■ Your objective
Each record that follows should be reproduced in full, character for character.
+++ Extracted entries +++
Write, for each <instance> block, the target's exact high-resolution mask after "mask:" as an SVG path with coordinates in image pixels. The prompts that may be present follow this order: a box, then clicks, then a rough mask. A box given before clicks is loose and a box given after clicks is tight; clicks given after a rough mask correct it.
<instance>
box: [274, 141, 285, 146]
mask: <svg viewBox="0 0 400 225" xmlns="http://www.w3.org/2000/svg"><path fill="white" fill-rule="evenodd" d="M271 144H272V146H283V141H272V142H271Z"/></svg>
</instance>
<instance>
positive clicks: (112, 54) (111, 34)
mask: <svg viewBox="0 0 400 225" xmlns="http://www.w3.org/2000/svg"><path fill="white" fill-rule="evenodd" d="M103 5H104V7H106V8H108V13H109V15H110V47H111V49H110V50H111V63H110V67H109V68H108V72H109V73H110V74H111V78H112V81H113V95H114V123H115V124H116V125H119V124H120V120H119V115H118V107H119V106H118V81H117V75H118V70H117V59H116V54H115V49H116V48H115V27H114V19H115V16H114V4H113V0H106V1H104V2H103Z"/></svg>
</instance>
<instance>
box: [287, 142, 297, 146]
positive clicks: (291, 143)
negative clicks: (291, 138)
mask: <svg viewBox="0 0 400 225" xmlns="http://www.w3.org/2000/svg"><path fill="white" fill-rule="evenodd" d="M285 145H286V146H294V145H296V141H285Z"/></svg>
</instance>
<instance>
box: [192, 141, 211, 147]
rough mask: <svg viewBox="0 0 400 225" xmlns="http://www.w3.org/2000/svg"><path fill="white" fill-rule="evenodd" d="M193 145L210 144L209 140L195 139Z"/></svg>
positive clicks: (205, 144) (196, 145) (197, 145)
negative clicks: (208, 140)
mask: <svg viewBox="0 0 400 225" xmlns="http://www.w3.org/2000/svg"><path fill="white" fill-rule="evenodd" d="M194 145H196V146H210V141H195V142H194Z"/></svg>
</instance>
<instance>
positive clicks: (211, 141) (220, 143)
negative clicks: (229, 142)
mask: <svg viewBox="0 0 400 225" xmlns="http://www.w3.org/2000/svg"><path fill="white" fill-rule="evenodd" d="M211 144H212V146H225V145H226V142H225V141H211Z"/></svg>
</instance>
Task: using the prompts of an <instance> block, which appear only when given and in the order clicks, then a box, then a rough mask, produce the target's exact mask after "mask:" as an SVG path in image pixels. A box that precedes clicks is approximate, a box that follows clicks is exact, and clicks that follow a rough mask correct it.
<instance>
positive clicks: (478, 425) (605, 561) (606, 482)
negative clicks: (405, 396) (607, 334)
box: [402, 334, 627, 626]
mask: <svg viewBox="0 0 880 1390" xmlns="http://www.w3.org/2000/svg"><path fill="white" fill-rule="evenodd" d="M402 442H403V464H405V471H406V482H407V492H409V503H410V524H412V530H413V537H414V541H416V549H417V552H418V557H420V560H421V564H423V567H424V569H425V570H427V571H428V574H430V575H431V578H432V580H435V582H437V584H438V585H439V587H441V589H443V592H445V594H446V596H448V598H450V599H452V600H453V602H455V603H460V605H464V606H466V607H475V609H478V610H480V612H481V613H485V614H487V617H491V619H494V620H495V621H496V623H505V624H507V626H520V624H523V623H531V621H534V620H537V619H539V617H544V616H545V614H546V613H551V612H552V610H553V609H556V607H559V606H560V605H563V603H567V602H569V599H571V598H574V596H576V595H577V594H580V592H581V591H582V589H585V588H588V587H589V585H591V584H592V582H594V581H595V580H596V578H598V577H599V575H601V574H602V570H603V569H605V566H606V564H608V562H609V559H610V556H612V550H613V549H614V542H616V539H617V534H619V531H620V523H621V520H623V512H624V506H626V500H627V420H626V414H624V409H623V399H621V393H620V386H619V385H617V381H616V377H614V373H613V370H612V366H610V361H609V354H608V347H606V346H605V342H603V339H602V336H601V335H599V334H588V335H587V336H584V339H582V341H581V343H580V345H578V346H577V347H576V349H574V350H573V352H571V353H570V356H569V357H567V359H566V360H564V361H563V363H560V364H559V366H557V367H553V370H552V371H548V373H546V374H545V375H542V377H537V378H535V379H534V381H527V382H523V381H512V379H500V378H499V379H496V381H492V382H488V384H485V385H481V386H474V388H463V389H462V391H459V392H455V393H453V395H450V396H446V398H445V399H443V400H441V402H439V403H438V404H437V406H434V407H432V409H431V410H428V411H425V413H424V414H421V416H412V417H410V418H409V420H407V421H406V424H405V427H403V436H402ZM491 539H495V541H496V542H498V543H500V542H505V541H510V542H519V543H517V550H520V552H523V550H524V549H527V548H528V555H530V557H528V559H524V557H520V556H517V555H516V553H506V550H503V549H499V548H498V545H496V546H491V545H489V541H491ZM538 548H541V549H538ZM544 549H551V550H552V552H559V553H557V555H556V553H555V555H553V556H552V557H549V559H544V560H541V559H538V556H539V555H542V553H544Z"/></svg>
+++
■ Output of the exercise
Write, for each <instance> block, the target's exact high-resolution mask after "mask:" as an SVG path with coordinates in image pixels. The prompts that may be present follow this order: a box, then clicks, then a rough mask. A box given before clicks is loose and a box given after clicks is tight; clicks given after a rough mask correct it.
<instance>
box: [274, 141, 285, 146]
mask: <svg viewBox="0 0 400 225" xmlns="http://www.w3.org/2000/svg"><path fill="white" fill-rule="evenodd" d="M271 144H272V146H283V141H272V142H271Z"/></svg>
</instance>
<instance>
positive clicks: (112, 54) (111, 34)
mask: <svg viewBox="0 0 400 225" xmlns="http://www.w3.org/2000/svg"><path fill="white" fill-rule="evenodd" d="M103 5H104V7H106V8H108V13H109V15H110V47H111V49H110V50H111V63H110V67H109V68H108V72H109V73H110V74H111V78H112V81H113V95H114V123H115V124H116V125H119V124H120V120H119V115H118V107H119V106H118V81H117V75H118V70H117V59H116V54H115V49H116V48H115V27H114V19H115V16H114V4H113V0H106V1H104V2H103Z"/></svg>
</instance>
<instance>
box: [287, 142, 297, 146]
positive clicks: (291, 143)
negative clicks: (291, 138)
mask: <svg viewBox="0 0 400 225" xmlns="http://www.w3.org/2000/svg"><path fill="white" fill-rule="evenodd" d="M285 145H286V146H294V145H296V141H285Z"/></svg>
</instance>
<instance>
box: [192, 141, 211, 147]
rough mask: <svg viewBox="0 0 400 225" xmlns="http://www.w3.org/2000/svg"><path fill="white" fill-rule="evenodd" d="M193 145L210 144L209 140L195 139Z"/></svg>
positive clicks: (205, 144) (196, 145) (197, 145)
negative clicks: (208, 140)
mask: <svg viewBox="0 0 400 225" xmlns="http://www.w3.org/2000/svg"><path fill="white" fill-rule="evenodd" d="M194 145H196V146H210V141H195V142H194Z"/></svg>
</instance>
<instance>
positive clicks: (211, 141) (220, 143)
negative clicks: (229, 142)
mask: <svg viewBox="0 0 400 225" xmlns="http://www.w3.org/2000/svg"><path fill="white" fill-rule="evenodd" d="M211 144H212V146H225V145H226V142H225V141H211Z"/></svg>
</instance>
Task: using the prompts of an <instance> block, which appear only when given and in the order clicks, then a box, then a rough mask, produce the target's exact mask after "mask:" as an SVG path in image pixels. A box that precedes clicks is approximate, a box that follows clicks is exact, and clicks that follow a rough mask correct it.
<instance>
positive clicks: (478, 425) (605, 561) (606, 482)
negative clicks: (405, 396) (607, 334)
box: [402, 334, 627, 626]
mask: <svg viewBox="0 0 880 1390" xmlns="http://www.w3.org/2000/svg"><path fill="white" fill-rule="evenodd" d="M402 442H403V464H405V471H406V482H407V492H409V503H410V524H412V530H413V537H414V541H416V549H417V552H418V557H420V560H421V564H423V567H424V569H425V570H427V571H428V574H430V575H431V578H432V580H435V582H437V584H438V585H439V587H441V589H443V592H445V594H446V596H448V598H450V599H452V600H453V602H455V603H460V605H464V606H466V607H475V609H478V610H480V612H481V613H485V614H487V617H491V619H494V620H495V621H496V623H505V624H507V626H520V624H523V623H531V621H534V620H537V619H539V617H544V616H545V614H546V613H551V612H552V610H553V609H556V607H559V606H560V605H563V603H567V602H569V599H571V598H574V596H576V595H577V594H580V592H581V591H582V589H585V588H588V587H589V585H591V584H592V582H594V581H595V580H596V578H598V577H599V575H601V574H602V570H603V569H605V566H606V564H608V562H609V559H610V556H612V550H613V549H614V542H616V539H617V534H619V531H620V523H621V520H623V512H624V506H626V500H627V420H626V414H624V409H623V399H621V393H620V386H619V385H617V381H616V377H614V373H613V370H612V366H610V361H609V354H608V347H606V346H605V342H603V339H602V336H601V335H599V334H588V335H587V336H584V339H582V341H581V343H580V345H578V346H577V347H576V349H574V350H573V352H571V353H570V356H569V357H567V359H566V360H564V361H563V363H560V364H559V366H557V367H553V370H552V371H548V373H546V374H545V375H542V377H537V378H535V379H534V381H527V382H523V381H512V379H500V378H499V379H496V381H492V382H488V384H485V385H481V386H474V388H463V389H462V391H459V392H455V393H453V395H450V396H446V398H445V399H443V400H441V402H439V403H438V404H437V406H434V407H432V409H431V410H428V411H425V413H424V414H421V416H412V417H410V418H409V420H407V421H406V424H405V427H403V436H402ZM491 539H495V541H496V542H498V543H500V542H505V541H510V542H519V543H517V550H520V552H523V550H524V549H527V548H528V555H530V557H528V559H524V557H520V556H517V555H516V553H506V550H503V549H499V548H498V545H496V546H491V545H489V541H491ZM538 548H541V549H538ZM544 549H551V550H552V552H559V553H557V555H556V553H555V555H553V556H552V557H549V559H544V560H541V559H538V556H539V555H542V553H544Z"/></svg>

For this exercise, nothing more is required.